Work item -> Search the data for the string "woman" and gather each line it is in.

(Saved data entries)
=== Begin Enclosure ===

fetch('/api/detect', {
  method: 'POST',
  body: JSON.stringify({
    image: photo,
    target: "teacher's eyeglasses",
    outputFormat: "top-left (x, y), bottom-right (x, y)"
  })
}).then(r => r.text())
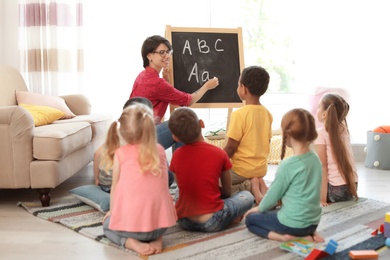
top-left (153, 50), bottom-right (173, 57)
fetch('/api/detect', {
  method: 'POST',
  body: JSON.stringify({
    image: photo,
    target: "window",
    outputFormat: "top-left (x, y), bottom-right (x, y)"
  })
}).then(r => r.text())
top-left (82, 0), bottom-right (390, 144)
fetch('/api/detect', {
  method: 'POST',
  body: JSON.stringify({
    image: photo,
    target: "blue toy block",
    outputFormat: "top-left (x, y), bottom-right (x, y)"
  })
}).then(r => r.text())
top-left (324, 239), bottom-right (338, 255)
top-left (385, 222), bottom-right (390, 238)
top-left (305, 239), bottom-right (338, 260)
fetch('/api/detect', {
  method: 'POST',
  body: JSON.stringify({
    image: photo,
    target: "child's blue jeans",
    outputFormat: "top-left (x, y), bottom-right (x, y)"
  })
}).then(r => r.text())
top-left (156, 120), bottom-right (181, 187)
top-left (178, 191), bottom-right (254, 232)
top-left (245, 210), bottom-right (318, 238)
top-left (103, 216), bottom-right (167, 248)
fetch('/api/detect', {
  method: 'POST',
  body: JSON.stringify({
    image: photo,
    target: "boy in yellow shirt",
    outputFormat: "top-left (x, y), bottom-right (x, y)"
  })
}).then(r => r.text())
top-left (224, 65), bottom-right (273, 204)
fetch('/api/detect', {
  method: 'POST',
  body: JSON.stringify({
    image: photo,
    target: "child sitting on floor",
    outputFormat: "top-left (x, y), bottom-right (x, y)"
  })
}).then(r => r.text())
top-left (314, 93), bottom-right (358, 206)
top-left (223, 65), bottom-right (273, 204)
top-left (102, 103), bottom-right (177, 256)
top-left (245, 108), bottom-right (324, 242)
top-left (94, 97), bottom-right (174, 192)
top-left (168, 107), bottom-right (254, 232)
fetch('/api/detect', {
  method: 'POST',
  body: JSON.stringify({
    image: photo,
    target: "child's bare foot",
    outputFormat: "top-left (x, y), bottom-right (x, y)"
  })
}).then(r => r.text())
top-left (149, 237), bottom-right (163, 254)
top-left (312, 231), bottom-right (324, 242)
top-left (125, 238), bottom-right (155, 256)
top-left (283, 234), bottom-right (300, 242)
top-left (283, 233), bottom-right (324, 243)
top-left (231, 215), bottom-right (244, 225)
top-left (258, 177), bottom-right (269, 195)
top-left (269, 231), bottom-right (296, 242)
top-left (251, 178), bottom-right (263, 204)
top-left (281, 234), bottom-right (316, 243)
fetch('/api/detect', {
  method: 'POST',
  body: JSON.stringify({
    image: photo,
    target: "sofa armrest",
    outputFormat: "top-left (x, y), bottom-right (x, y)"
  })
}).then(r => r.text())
top-left (0, 106), bottom-right (34, 188)
top-left (61, 94), bottom-right (91, 115)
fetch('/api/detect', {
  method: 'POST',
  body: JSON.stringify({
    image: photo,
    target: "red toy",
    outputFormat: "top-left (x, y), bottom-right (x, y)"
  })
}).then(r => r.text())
top-left (371, 224), bottom-right (384, 236)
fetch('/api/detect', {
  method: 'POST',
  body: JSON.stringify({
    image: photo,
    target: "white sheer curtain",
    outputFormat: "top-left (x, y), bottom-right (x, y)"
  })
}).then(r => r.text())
top-left (18, 0), bottom-right (84, 96)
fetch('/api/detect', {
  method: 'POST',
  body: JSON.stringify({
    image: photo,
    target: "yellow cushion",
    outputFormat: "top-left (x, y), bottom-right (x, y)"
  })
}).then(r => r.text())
top-left (16, 90), bottom-right (76, 119)
top-left (19, 103), bottom-right (66, 127)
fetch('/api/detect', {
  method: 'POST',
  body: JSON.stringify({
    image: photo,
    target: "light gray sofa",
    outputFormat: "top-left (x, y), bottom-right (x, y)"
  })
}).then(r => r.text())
top-left (0, 65), bottom-right (112, 206)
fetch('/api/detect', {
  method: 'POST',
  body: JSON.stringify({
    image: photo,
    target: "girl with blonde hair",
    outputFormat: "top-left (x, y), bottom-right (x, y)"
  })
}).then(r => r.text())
top-left (102, 103), bottom-right (177, 256)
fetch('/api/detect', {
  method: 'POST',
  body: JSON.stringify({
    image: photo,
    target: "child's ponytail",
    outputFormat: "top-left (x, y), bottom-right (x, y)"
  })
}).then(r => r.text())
top-left (139, 112), bottom-right (161, 176)
top-left (280, 108), bottom-right (317, 160)
top-left (101, 121), bottom-right (120, 173)
top-left (321, 94), bottom-right (357, 200)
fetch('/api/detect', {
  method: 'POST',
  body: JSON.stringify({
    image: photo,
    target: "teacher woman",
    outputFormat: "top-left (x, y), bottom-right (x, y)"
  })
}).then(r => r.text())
top-left (130, 35), bottom-right (219, 150)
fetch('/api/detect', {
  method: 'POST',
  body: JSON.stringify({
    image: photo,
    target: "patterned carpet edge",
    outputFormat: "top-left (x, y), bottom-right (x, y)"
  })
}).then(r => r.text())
top-left (17, 196), bottom-right (390, 260)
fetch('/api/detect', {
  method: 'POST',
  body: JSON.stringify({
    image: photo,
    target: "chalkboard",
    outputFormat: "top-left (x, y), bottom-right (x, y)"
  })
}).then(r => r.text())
top-left (165, 26), bottom-right (244, 108)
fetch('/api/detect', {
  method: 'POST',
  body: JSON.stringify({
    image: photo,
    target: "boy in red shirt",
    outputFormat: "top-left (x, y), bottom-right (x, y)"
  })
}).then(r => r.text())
top-left (168, 107), bottom-right (254, 232)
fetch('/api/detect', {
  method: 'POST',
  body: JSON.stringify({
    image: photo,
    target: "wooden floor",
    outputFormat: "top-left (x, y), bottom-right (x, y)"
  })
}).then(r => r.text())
top-left (0, 162), bottom-right (389, 260)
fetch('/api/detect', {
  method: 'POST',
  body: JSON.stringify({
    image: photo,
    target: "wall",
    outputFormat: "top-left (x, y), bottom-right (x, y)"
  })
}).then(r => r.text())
top-left (0, 1), bottom-right (2, 62)
top-left (1, 0), bottom-right (388, 145)
top-left (0, 0), bottom-right (19, 68)
top-left (82, 0), bottom-right (242, 123)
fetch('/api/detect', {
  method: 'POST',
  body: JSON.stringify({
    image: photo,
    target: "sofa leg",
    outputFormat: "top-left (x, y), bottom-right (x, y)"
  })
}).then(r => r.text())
top-left (36, 188), bottom-right (51, 207)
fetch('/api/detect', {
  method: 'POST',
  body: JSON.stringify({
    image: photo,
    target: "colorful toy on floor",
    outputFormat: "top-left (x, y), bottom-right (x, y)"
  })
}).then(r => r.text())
top-left (348, 250), bottom-right (378, 259)
top-left (385, 212), bottom-right (390, 238)
top-left (386, 237), bottom-right (390, 247)
top-left (279, 238), bottom-right (338, 259)
top-left (371, 223), bottom-right (384, 236)
top-left (305, 239), bottom-right (338, 260)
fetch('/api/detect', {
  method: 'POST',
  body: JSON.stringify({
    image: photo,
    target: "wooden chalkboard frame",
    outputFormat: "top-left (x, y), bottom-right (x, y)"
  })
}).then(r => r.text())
top-left (165, 25), bottom-right (245, 109)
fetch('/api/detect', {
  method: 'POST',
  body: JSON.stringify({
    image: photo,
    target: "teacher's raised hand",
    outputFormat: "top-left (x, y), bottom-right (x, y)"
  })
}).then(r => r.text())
top-left (204, 77), bottom-right (219, 90)
top-left (162, 67), bottom-right (171, 83)
top-left (189, 76), bottom-right (220, 105)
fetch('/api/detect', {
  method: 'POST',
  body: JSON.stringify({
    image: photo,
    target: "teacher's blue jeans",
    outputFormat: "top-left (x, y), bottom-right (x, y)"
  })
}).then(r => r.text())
top-left (156, 121), bottom-right (184, 151)
top-left (245, 210), bottom-right (318, 238)
top-left (156, 121), bottom-right (183, 187)
top-left (178, 191), bottom-right (254, 232)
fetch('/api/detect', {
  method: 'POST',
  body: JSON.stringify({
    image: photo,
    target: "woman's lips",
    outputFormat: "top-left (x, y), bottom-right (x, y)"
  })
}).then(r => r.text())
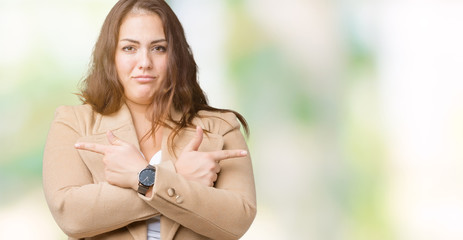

=== End Enclosure ===

Problem solution ->
    target: "teacher woman",
    target: "woman's lips",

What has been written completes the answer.